**What is being asked**
Starting at the line that contains "Provide the mask for every instance of the sea", transcribe each line exactly through the last line of the data. Include nothing else.

-------- Data for this task

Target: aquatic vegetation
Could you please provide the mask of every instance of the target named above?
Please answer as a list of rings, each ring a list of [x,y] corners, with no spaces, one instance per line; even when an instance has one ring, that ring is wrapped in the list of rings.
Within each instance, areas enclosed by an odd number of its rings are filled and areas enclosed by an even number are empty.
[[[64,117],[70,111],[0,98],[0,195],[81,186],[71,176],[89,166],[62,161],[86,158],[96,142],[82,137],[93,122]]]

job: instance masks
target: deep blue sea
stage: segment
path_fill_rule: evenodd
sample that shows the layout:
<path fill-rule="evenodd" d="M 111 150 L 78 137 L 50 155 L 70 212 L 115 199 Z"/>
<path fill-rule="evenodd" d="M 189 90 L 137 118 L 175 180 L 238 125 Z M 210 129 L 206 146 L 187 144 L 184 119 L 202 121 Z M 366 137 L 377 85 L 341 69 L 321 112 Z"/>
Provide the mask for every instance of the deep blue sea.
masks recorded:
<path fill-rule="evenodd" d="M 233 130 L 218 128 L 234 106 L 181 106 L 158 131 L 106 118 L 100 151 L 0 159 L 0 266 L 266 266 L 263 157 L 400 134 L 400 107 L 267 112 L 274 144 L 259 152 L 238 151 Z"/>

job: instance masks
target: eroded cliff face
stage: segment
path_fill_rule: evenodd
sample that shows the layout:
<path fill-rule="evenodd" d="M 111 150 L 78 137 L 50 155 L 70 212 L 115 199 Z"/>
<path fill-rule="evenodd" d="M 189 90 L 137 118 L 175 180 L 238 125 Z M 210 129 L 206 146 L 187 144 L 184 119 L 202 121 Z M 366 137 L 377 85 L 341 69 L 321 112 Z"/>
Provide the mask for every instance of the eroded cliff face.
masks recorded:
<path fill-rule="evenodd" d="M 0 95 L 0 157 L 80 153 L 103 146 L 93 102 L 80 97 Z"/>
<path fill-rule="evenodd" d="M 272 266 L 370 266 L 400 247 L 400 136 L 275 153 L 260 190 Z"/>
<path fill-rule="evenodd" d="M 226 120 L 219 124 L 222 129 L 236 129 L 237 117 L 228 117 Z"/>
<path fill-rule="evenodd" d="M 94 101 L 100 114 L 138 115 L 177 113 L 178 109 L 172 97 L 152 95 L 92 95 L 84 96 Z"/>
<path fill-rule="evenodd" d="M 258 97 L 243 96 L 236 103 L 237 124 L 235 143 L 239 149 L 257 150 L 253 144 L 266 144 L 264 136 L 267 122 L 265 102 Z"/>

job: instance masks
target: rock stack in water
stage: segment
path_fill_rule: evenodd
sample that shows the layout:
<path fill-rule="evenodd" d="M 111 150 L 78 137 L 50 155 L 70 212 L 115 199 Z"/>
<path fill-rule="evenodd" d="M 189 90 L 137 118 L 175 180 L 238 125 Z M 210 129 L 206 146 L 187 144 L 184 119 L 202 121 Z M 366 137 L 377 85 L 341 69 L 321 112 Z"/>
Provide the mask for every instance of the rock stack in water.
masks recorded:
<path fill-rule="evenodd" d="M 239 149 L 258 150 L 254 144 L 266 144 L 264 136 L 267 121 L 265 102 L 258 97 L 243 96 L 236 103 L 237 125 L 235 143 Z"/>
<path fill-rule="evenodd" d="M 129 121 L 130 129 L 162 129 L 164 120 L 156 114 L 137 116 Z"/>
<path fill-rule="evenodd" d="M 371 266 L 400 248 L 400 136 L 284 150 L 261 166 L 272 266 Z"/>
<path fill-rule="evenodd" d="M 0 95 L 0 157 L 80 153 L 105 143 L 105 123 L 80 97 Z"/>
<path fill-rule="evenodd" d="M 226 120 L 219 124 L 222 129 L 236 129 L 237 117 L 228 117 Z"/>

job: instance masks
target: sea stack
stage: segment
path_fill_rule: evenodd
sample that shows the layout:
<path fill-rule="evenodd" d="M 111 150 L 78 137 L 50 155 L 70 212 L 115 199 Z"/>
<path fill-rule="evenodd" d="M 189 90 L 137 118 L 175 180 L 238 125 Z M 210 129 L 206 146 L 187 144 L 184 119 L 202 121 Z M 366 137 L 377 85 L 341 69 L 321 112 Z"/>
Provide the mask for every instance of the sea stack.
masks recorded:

----------------

**Answer for the task**
Provide the mask for every instance of the sea stack.
masks recorded:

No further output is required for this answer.